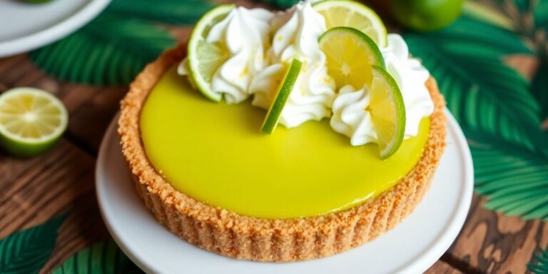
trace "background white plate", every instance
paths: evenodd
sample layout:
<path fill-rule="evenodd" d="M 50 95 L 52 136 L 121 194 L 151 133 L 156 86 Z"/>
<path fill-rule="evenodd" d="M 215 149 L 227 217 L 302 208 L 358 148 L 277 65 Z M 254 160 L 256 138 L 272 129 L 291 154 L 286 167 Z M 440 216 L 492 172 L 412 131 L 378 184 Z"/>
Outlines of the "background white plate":
<path fill-rule="evenodd" d="M 70 34 L 111 0 L 54 0 L 30 4 L 0 0 L 0 57 L 28 51 Z"/>
<path fill-rule="evenodd" d="M 101 146 L 97 196 L 103 218 L 128 256 L 149 273 L 421 273 L 449 248 L 472 200 L 470 149 L 448 116 L 448 146 L 432 188 L 410 216 L 391 231 L 350 251 L 289 263 L 238 260 L 187 243 L 157 223 L 135 193 L 122 156 L 115 118 Z"/>

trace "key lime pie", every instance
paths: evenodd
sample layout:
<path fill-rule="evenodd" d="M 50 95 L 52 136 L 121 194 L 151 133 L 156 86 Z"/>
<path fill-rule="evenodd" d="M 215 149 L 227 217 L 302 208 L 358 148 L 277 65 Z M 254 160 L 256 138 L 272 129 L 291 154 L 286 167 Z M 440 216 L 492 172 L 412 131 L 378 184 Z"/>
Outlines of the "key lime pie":
<path fill-rule="evenodd" d="M 121 103 L 146 207 L 198 247 L 286 262 L 371 240 L 417 206 L 445 146 L 435 80 L 351 1 L 207 13 Z"/>

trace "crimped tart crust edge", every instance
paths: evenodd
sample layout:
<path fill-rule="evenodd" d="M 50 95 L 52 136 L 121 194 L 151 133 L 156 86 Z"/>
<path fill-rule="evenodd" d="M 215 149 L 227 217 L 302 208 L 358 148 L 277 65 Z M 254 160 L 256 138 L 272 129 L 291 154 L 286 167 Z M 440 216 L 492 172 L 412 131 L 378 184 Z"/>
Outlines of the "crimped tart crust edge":
<path fill-rule="evenodd" d="M 400 183 L 354 208 L 300 219 L 261 219 L 215 208 L 175 190 L 153 168 L 141 140 L 139 117 L 149 92 L 186 54 L 181 44 L 158 57 L 136 77 L 122 100 L 118 132 L 139 196 L 156 220 L 188 243 L 228 257 L 288 262 L 334 255 L 394 228 L 428 190 L 445 146 L 445 100 L 435 80 L 426 86 L 435 103 L 422 156 Z"/>

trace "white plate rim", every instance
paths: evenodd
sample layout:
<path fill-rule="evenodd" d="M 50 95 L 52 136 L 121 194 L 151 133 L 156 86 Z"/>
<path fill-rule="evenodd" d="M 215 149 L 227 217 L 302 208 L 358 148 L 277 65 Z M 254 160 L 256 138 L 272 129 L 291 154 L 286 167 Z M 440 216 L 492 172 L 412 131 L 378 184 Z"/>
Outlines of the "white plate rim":
<path fill-rule="evenodd" d="M 91 0 L 74 14 L 41 31 L 0 42 L 0 57 L 26 52 L 59 40 L 91 21 L 111 0 Z"/>
<path fill-rule="evenodd" d="M 447 134 L 450 134 L 450 131 L 452 131 L 453 138 L 455 138 L 454 141 L 457 143 L 458 147 L 462 148 L 460 150 L 460 153 L 461 153 L 463 156 L 462 172 L 464 173 L 464 183 L 463 188 L 462 188 L 462 198 L 460 200 L 456 212 L 453 214 L 454 218 L 451 220 L 450 223 L 446 224 L 447 230 L 445 230 L 445 233 L 437 237 L 437 241 L 431 246 L 431 248 L 429 249 L 427 253 L 417 255 L 417 259 L 414 260 L 413 263 L 397 270 L 395 273 L 422 273 L 437 261 L 442 255 L 443 255 L 451 246 L 460 232 L 460 230 L 466 220 L 472 203 L 474 188 L 474 166 L 472 161 L 472 154 L 466 138 L 462 130 L 458 126 L 456 119 L 447 108 L 445 108 L 445 113 L 447 117 Z M 107 150 L 108 144 L 113 141 L 113 136 L 116 136 L 116 128 L 118 116 L 119 113 L 115 116 L 106 131 L 103 139 L 101 143 L 99 153 L 97 158 L 96 166 L 96 192 L 97 194 L 99 210 L 107 229 L 112 235 L 113 239 L 130 260 L 147 273 L 162 273 L 161 268 L 158 268 L 158 265 L 153 265 L 146 263 L 146 258 L 141 258 L 139 255 L 136 254 L 135 250 L 132 250 L 126 243 L 128 239 L 124 239 L 124 237 L 121 235 L 121 232 L 111 225 L 109 220 L 113 218 L 113 216 L 110 215 L 108 210 L 105 210 L 104 206 L 106 201 L 103 200 L 103 196 L 101 196 L 101 193 L 103 193 L 105 190 L 103 189 L 103 186 L 98 183 L 98 178 L 100 178 L 100 175 L 103 173 L 103 165 L 102 165 L 101 163 L 106 163 L 108 156 L 108 151 Z M 114 132 L 114 133 L 113 133 L 113 132 Z M 117 139 L 116 140 L 118 141 Z M 136 193 L 135 195 L 136 196 L 137 194 Z M 151 216 L 151 218 L 152 218 L 152 216 Z M 220 256 L 217 254 L 213 255 Z"/>

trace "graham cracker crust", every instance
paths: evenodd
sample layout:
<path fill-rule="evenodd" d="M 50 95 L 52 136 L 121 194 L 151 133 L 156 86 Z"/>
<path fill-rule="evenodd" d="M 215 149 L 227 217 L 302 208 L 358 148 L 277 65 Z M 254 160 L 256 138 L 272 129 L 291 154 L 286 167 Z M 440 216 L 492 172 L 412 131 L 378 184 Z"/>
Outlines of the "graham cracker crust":
<path fill-rule="evenodd" d="M 139 116 L 163 75 L 186 54 L 186 45 L 166 51 L 131 83 L 121 101 L 118 132 L 137 193 L 158 222 L 190 243 L 238 259 L 290 262 L 332 255 L 371 240 L 408 215 L 428 190 L 445 146 L 445 101 L 435 80 L 426 86 L 435 103 L 430 131 L 416 166 L 395 186 L 341 212 L 299 219 L 241 215 L 175 190 L 148 162 Z"/>

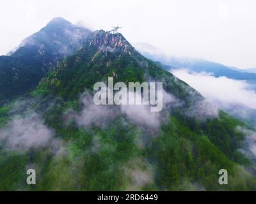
---
Copy out all of the data above word for word, but leave out the pictures.

trace "background white plate", every instance
paths: evenodd
sample layout:
<path fill-rule="evenodd" d="M 50 95 L 52 136 L 121 194 L 151 133 L 156 86 Z"/>
<path fill-rule="evenodd" d="M 215 149 L 227 217 L 302 208 L 358 148 L 277 65 Z M 254 160 L 256 138 L 272 129 L 291 154 L 286 167 Z M 440 216 L 492 172 L 412 131 L 378 184 Z"/>
Outlines of the "background white plate":
<path fill-rule="evenodd" d="M 70 34 L 111 0 L 54 0 L 30 4 L 0 0 L 0 57 L 28 51 Z"/>
<path fill-rule="evenodd" d="M 101 146 L 97 196 L 103 218 L 128 256 L 149 273 L 421 273 L 449 248 L 472 200 L 470 149 L 448 116 L 448 146 L 432 188 L 410 216 L 391 231 L 350 251 L 289 263 L 238 260 L 187 243 L 157 223 L 135 193 L 122 156 L 115 118 Z"/>

trace "key lime pie", every instance
paths: evenodd
sample layout:
<path fill-rule="evenodd" d="M 50 95 L 52 136 L 121 194 L 151 133 L 156 86 Z"/>
<path fill-rule="evenodd" d="M 215 149 L 227 217 L 302 208 L 358 148 L 277 65 Z M 254 160 L 256 138 L 272 129 L 291 154 L 286 167 Z M 440 216 L 492 172 L 412 131 L 378 184 Z"/>
Outlines of the "key lime pie":
<path fill-rule="evenodd" d="M 121 103 L 146 207 L 198 247 L 286 262 L 371 240 L 417 206 L 445 146 L 435 80 L 351 1 L 207 13 Z"/>

trace "crimped tart crust edge", every instance
paths: evenodd
sample layout:
<path fill-rule="evenodd" d="M 50 95 L 52 136 L 121 194 L 151 133 L 156 86 Z"/>
<path fill-rule="evenodd" d="M 215 149 L 227 217 L 302 208 L 358 148 L 277 65 Z M 254 160 L 256 138 L 272 129 L 291 154 L 286 167 Z M 440 216 L 492 172 L 412 131 L 378 184 Z"/>
Outlines of the "crimped tart crust edge":
<path fill-rule="evenodd" d="M 400 183 L 354 208 L 300 219 L 261 219 L 215 208 L 175 190 L 153 168 L 141 140 L 139 117 L 149 92 L 186 54 L 181 44 L 158 57 L 136 77 L 122 100 L 118 132 L 139 196 L 156 220 L 188 243 L 228 257 L 288 262 L 334 255 L 394 228 L 428 190 L 445 146 L 445 100 L 435 80 L 426 86 L 435 103 L 422 156 Z"/>

trace "white plate rim", every instance
paths: evenodd
sample layout:
<path fill-rule="evenodd" d="M 50 95 L 52 136 L 121 194 L 151 133 L 156 86 Z"/>
<path fill-rule="evenodd" d="M 215 149 L 227 217 L 302 208 L 358 148 L 277 65 Z M 254 160 L 256 138 L 272 129 L 291 154 L 286 167 Z M 440 216 L 492 172 L 412 131 L 378 184 Z"/>
Outlines of the "white plate rim":
<path fill-rule="evenodd" d="M 91 0 L 74 14 L 41 31 L 0 42 L 0 57 L 26 52 L 59 40 L 91 21 L 111 0 Z"/>
<path fill-rule="evenodd" d="M 447 134 L 450 134 L 450 131 L 452 131 L 453 138 L 455 138 L 454 141 L 457 143 L 458 147 L 462 148 L 460 150 L 460 153 L 461 153 L 463 156 L 462 172 L 464 173 L 464 183 L 463 188 L 462 188 L 462 198 L 460 200 L 456 212 L 453 214 L 454 218 L 451 220 L 450 223 L 446 224 L 447 230 L 445 230 L 445 233 L 437 237 L 437 241 L 431 246 L 431 248 L 429 249 L 427 253 L 417 255 L 417 259 L 414 260 L 413 263 L 397 270 L 395 273 L 422 273 L 437 261 L 442 255 L 443 255 L 451 246 L 460 232 L 460 230 L 466 220 L 472 203 L 474 188 L 474 166 L 472 161 L 472 154 L 466 138 L 462 130 L 458 126 L 456 119 L 447 108 L 445 108 L 445 113 L 447 117 Z M 107 150 L 108 144 L 113 141 L 113 136 L 116 136 L 116 128 L 118 116 L 119 113 L 115 116 L 106 131 L 103 139 L 101 143 L 99 153 L 97 158 L 96 166 L 96 192 L 97 194 L 99 210 L 107 229 L 112 235 L 113 239 L 130 260 L 147 273 L 162 273 L 161 268 L 158 268 L 158 265 L 153 265 L 146 263 L 146 258 L 141 258 L 139 255 L 136 254 L 135 250 L 132 250 L 126 243 L 128 239 L 124 239 L 124 237 L 121 235 L 121 232 L 111 225 L 109 220 L 113 218 L 113 216 L 110 215 L 108 210 L 105 210 L 104 206 L 106 201 L 103 200 L 103 196 L 101 196 L 101 193 L 103 193 L 105 190 L 103 189 L 103 186 L 98 183 L 98 178 L 100 178 L 100 175 L 103 173 L 103 165 L 102 165 L 101 163 L 106 163 L 108 156 L 108 151 Z M 114 132 L 114 133 L 113 133 L 113 132 Z M 117 139 L 116 140 L 118 141 Z M 136 193 L 135 195 L 136 196 L 137 194 Z M 151 216 L 151 218 L 152 218 L 152 216 Z M 220 256 L 217 254 L 213 255 Z"/>

trace "graham cracker crust", every instance
paths: evenodd
sample layout:
<path fill-rule="evenodd" d="M 50 95 L 52 136 L 121 194 L 151 133 L 156 86 Z"/>
<path fill-rule="evenodd" d="M 215 149 L 227 217 L 302 208 L 358 148 L 277 65 Z M 254 160 L 256 138 L 272 129 L 291 154 L 286 167 Z M 440 216 L 492 172 L 412 131 L 378 184 Z"/>
Outlines of the "graham cracker crust":
<path fill-rule="evenodd" d="M 139 116 L 163 75 L 186 54 L 186 45 L 166 51 L 131 83 L 121 101 L 118 132 L 137 193 L 158 222 L 190 243 L 238 259 L 290 262 L 332 255 L 371 240 L 408 215 L 428 190 L 445 146 L 445 101 L 435 80 L 426 86 L 435 103 L 430 131 L 416 166 L 395 186 L 341 212 L 299 219 L 241 215 L 175 190 L 148 162 Z"/>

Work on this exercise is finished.